====== TESTO DELL'ESERCIZIO

09/03/2020 19:29
LR24 (AUGUSTO CIARDI) - Ricordate quando c’erano le pause di campionato causate dalle partite della Nazionale? Sembra passata un'era geologica. Ci avvicinavamo allo stop sperando che la Roma vincesse la partita prima della sosta, affinché non si dovessero passare due settimane nuotando tra le polemiche. Maledicevamo il calendario internazionale perché la Roma on fire non poteva dare continuità a un miniciclo di partite vincenti. Imprecavamo perché il weekend successivo avremmo dovuto scegliere tra Domenica in, la gita fuori porta e Italia-Armenia. Bei ricordi.
Il calcio al tempo del coronavirus è la nauseabonda danza menata da chi non si vuole assumere la responsabilità di decidere se fermare o meno il pallone. Si litiga in Lega. Si insulta tramite Instagram, si accusa in tv, si prendono decisioni a una manciata di minuti dall’inizio delle partite. I nuovi guru si chiamano Bernardeschi e Balotelli, che si espongono sui social. Mentre Klopp diventa l'uomo che dovrebbe prendere le redini del mondo nel momento più delicato (almeno) degli ultimi cinquanta anni. Il calcio si distingue, mostrando il peggio di sé. Il Governo accusa, ma chi gli va contro si aggrappa a un decreto che consente di giocare, a porte chiuse. Quelle porte che alcuni illuminati presidenti avrebbero voluto aprire, proprio nel momento in cui si prendeva, in altre stanze, l’epocale decisione di chiudere le scuole di ogni ordine e grado.

============

_COMPITO A:_
Restituisci dal testo sul calcio al tempo del coronavirus il passo che va da "Il calcio al" fino a "ordine e grado.".
_COMPITO B:_
Rispondi alle seguenti domande sul testo sul calcio al tempo del coronavirus.
(i) Quale partita della Nazionale viene nominata tra le scelte possibili per il weekend successivo alla sosta?
(ii) Chi vengono chiamati i nuovi guru?
(iii) Quale decisione si prendeva "in altre stanze"?

====== DATI GREZZI

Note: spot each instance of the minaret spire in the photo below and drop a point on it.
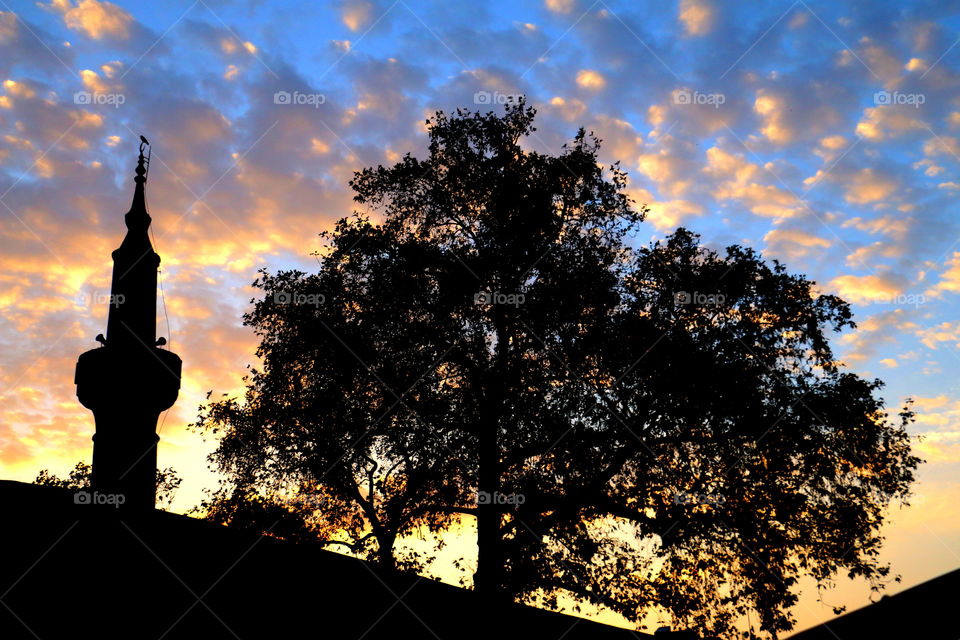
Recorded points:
(129, 381)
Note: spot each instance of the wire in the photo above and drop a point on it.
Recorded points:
(163, 299)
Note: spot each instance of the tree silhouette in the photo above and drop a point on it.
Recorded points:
(79, 478)
(661, 426)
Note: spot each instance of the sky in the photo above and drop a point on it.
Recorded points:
(823, 134)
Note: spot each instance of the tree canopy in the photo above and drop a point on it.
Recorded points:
(630, 426)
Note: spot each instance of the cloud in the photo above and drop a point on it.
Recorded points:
(560, 6)
(793, 243)
(697, 17)
(97, 20)
(357, 14)
(869, 185)
(591, 80)
(868, 289)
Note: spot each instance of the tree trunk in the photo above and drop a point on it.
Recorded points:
(489, 577)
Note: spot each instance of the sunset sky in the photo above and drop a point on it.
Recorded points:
(824, 134)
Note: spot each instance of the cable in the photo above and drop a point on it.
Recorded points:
(163, 298)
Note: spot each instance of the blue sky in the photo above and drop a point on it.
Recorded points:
(825, 134)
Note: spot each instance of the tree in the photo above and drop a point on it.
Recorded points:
(661, 426)
(167, 482)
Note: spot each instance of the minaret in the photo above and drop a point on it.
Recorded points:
(129, 380)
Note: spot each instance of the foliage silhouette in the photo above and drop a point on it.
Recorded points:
(663, 426)
(167, 482)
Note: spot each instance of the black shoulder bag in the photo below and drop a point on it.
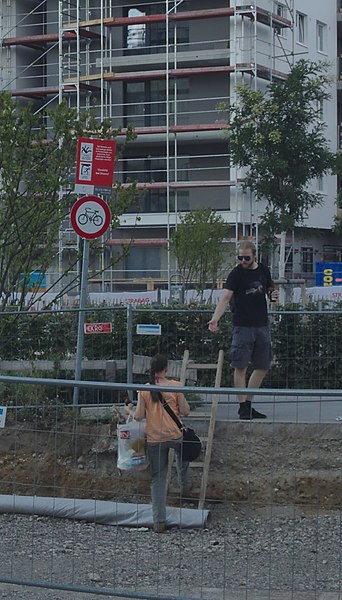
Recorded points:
(191, 445)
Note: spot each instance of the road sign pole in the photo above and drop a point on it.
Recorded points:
(81, 318)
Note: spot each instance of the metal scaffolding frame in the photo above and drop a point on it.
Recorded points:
(78, 48)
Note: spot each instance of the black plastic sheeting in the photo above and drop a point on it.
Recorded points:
(100, 511)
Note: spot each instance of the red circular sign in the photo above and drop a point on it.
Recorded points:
(90, 217)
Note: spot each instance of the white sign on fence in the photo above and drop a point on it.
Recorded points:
(3, 411)
(148, 329)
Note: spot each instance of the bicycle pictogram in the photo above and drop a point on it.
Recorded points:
(90, 216)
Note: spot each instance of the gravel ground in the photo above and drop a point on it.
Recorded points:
(244, 552)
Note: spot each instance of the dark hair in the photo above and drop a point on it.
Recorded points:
(158, 363)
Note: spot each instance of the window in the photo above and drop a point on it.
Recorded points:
(136, 34)
(145, 102)
(302, 28)
(289, 260)
(320, 184)
(307, 259)
(321, 36)
(151, 37)
(143, 262)
(280, 11)
(320, 110)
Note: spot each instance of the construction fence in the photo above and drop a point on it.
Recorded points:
(269, 526)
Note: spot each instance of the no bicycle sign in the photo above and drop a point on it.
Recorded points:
(90, 217)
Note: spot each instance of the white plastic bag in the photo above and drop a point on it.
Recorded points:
(131, 446)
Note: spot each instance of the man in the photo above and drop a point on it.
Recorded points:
(245, 289)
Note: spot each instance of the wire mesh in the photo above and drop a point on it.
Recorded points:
(273, 496)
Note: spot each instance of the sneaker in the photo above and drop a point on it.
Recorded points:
(247, 412)
(159, 527)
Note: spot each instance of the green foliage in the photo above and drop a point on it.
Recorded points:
(197, 244)
(37, 155)
(306, 348)
(279, 136)
(307, 351)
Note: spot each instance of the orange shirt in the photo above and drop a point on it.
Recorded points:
(160, 427)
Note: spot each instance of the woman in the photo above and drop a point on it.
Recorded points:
(162, 434)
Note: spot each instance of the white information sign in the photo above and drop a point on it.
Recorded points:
(3, 411)
(148, 329)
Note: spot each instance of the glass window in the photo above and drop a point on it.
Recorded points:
(280, 11)
(320, 36)
(301, 28)
(307, 259)
(288, 260)
(143, 262)
(136, 33)
(145, 102)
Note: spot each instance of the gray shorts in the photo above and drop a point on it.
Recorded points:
(251, 345)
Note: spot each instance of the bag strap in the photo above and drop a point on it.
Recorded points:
(170, 412)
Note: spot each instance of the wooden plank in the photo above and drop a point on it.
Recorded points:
(64, 365)
(211, 431)
(202, 365)
(94, 77)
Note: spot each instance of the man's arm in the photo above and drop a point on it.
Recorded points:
(220, 308)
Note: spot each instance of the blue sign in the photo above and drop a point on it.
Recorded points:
(36, 281)
(148, 329)
(328, 274)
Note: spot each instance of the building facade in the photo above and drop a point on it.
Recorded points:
(166, 67)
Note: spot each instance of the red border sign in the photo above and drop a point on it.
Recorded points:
(97, 328)
(90, 217)
(95, 162)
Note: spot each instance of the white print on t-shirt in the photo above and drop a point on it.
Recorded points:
(256, 288)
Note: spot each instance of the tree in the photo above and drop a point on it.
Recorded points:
(37, 156)
(278, 135)
(197, 244)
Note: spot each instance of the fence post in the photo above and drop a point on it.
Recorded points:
(129, 361)
(81, 318)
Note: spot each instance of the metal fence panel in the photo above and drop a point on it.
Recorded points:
(274, 496)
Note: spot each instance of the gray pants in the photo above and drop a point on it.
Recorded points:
(158, 454)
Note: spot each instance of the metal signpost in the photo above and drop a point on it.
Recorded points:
(90, 218)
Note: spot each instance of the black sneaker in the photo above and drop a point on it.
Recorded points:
(247, 412)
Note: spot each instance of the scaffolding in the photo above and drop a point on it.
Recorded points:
(165, 68)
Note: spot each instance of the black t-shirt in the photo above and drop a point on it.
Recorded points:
(249, 301)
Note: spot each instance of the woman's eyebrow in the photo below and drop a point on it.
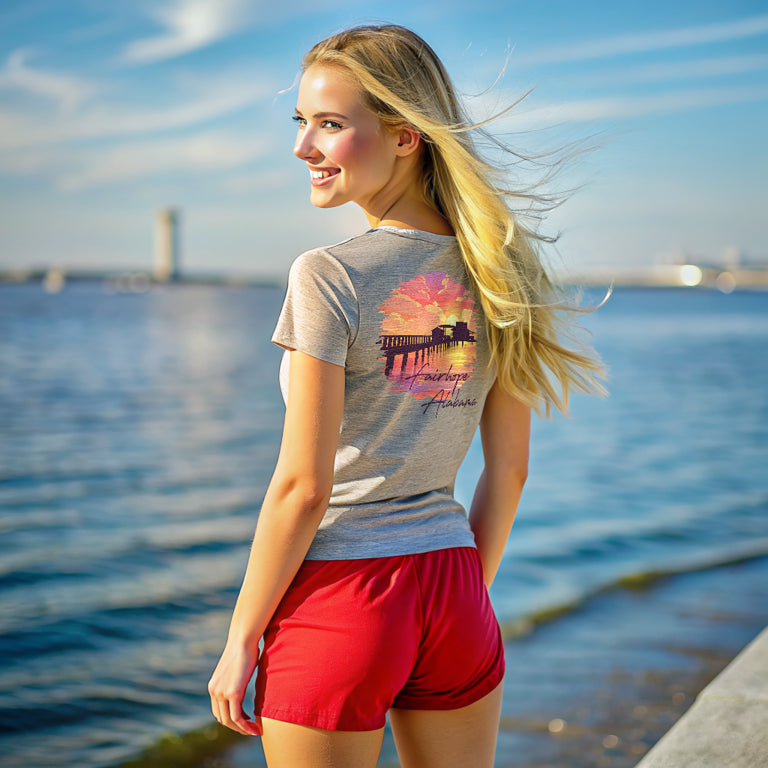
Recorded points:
(321, 115)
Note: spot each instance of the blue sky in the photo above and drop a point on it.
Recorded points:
(109, 111)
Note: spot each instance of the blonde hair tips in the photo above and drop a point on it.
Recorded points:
(536, 356)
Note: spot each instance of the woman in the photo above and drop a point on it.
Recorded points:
(366, 579)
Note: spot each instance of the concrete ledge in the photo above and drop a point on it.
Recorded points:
(727, 726)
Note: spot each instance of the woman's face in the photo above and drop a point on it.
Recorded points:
(349, 154)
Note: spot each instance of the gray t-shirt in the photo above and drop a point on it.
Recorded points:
(396, 309)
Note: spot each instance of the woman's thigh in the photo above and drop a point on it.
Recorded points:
(452, 738)
(287, 745)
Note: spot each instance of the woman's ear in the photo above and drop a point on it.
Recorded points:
(408, 141)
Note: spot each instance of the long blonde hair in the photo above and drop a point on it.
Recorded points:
(404, 82)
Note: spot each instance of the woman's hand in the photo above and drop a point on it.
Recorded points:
(227, 689)
(293, 507)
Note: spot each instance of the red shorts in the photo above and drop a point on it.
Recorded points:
(353, 638)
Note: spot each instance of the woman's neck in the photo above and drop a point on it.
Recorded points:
(407, 213)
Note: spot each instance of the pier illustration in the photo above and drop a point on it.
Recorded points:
(423, 346)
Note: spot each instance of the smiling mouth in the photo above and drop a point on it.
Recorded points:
(324, 174)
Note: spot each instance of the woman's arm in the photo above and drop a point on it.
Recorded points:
(293, 507)
(505, 429)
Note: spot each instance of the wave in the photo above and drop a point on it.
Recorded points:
(211, 741)
(525, 625)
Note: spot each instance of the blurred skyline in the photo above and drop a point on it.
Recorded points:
(109, 112)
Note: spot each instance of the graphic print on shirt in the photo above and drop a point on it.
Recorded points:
(428, 341)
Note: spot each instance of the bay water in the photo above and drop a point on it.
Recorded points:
(138, 432)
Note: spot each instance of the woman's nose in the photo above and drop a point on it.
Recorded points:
(305, 148)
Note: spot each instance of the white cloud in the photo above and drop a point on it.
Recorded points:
(205, 152)
(617, 108)
(188, 25)
(21, 131)
(646, 41)
(67, 91)
(698, 69)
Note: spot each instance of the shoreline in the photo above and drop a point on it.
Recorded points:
(581, 691)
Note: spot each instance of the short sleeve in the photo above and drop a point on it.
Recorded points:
(320, 312)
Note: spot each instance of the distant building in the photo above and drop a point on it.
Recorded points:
(461, 332)
(166, 245)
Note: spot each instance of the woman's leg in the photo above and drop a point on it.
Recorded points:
(289, 746)
(452, 738)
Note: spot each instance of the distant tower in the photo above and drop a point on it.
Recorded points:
(167, 244)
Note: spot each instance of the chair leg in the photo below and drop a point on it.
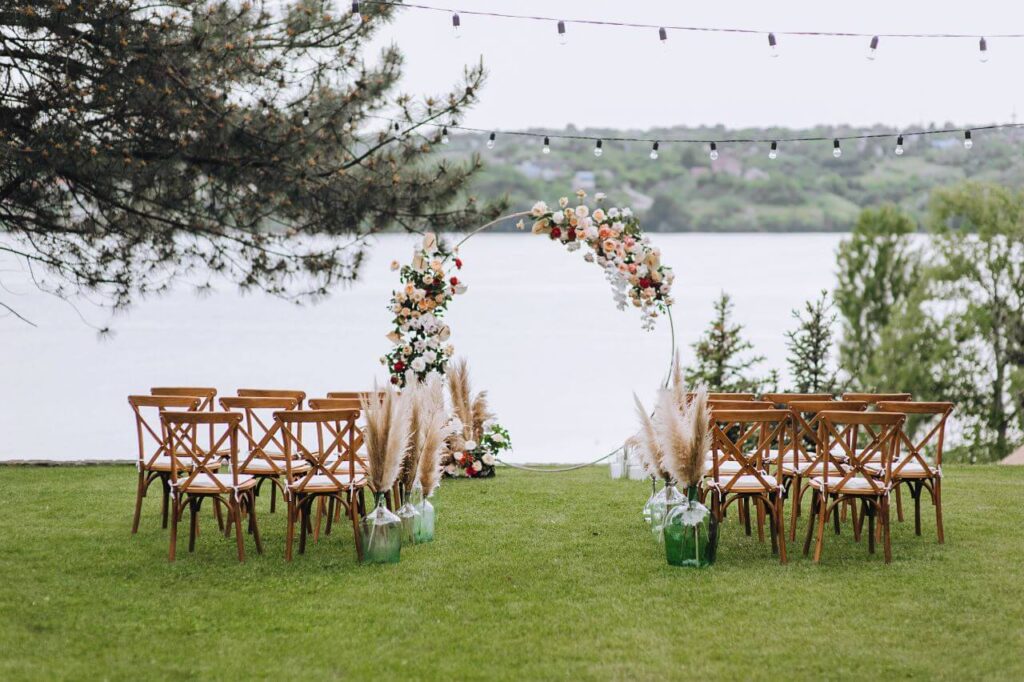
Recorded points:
(822, 515)
(174, 533)
(937, 501)
(235, 509)
(253, 525)
(886, 540)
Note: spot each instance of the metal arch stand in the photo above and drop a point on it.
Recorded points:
(665, 383)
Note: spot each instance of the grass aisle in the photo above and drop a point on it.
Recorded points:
(531, 577)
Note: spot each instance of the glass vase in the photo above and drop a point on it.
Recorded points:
(671, 499)
(425, 529)
(690, 534)
(381, 531)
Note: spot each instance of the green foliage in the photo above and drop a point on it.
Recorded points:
(141, 141)
(721, 365)
(810, 347)
(878, 266)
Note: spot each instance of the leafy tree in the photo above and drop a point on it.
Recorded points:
(979, 282)
(142, 140)
(878, 267)
(720, 361)
(810, 347)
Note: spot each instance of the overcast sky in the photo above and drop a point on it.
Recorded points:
(626, 78)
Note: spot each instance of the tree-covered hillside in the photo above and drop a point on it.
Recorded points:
(805, 188)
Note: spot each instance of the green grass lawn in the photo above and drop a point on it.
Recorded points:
(531, 577)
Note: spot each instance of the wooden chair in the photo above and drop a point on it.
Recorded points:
(875, 398)
(808, 459)
(756, 433)
(261, 440)
(857, 482)
(910, 466)
(335, 478)
(201, 480)
(154, 462)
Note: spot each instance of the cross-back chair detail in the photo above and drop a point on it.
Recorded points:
(745, 436)
(195, 475)
(855, 480)
(153, 460)
(911, 466)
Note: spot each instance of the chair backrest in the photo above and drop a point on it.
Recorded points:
(861, 457)
(188, 454)
(328, 433)
(934, 437)
(259, 431)
(747, 436)
(273, 392)
(206, 394)
(784, 399)
(150, 429)
(873, 398)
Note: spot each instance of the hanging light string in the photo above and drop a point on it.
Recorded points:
(710, 142)
(664, 28)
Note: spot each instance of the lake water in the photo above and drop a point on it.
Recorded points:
(539, 326)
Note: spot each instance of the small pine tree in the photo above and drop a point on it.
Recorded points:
(810, 347)
(720, 364)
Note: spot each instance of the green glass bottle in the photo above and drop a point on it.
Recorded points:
(381, 531)
(690, 534)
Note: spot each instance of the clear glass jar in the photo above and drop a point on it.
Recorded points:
(381, 531)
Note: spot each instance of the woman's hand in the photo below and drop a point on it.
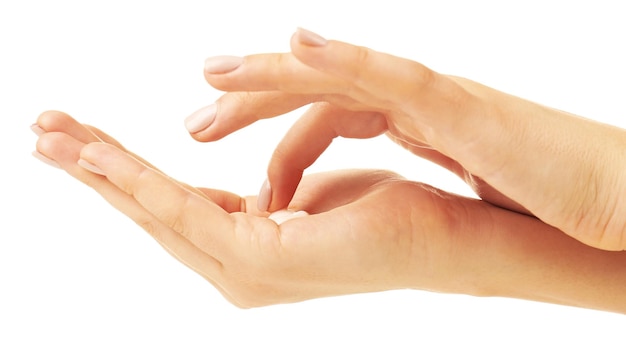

============

_RISPOSTA A:_
Il calcio al tempo del coronavirus è la nauseabonda danza menata da chi non si vuole assumere la responsabilità di decidere se fermare o meno il pallone. Si litiga in Lega. Si insulta tramite Instagram, si accusa in tv, si prendono decisioni a una manciata di minuti dall’inizio delle partite. I nuovi guru si chiamano Bernardeschi e Balotelli, che si espongono sui social. Mentre Klopp diventa l'uomo che dovrebbe prendere le redini del mondo nel momento più delicato (almeno) degli ultimi cinquanta anni. Il calcio si distingue, mostrando il peggio di sé. Il Governo accusa, ma chi gli va contro si aggrappa a un decreto che consente di giocare, a porte chiuse. Quelle porte che alcuni illuminati presidenti avrebbero voluto aprire, proprio nel momento in cui si prendeva, in altre stanze, l’epocale decisione di chiudere le scuole di ogni ordine e grado.

_RISPOSTA B:_
(i) Italia-Armenia.
(ii) Bernardeschi e Balotelli.
(iii) La decisione di chiudere le scuole di ogni ordine e grado.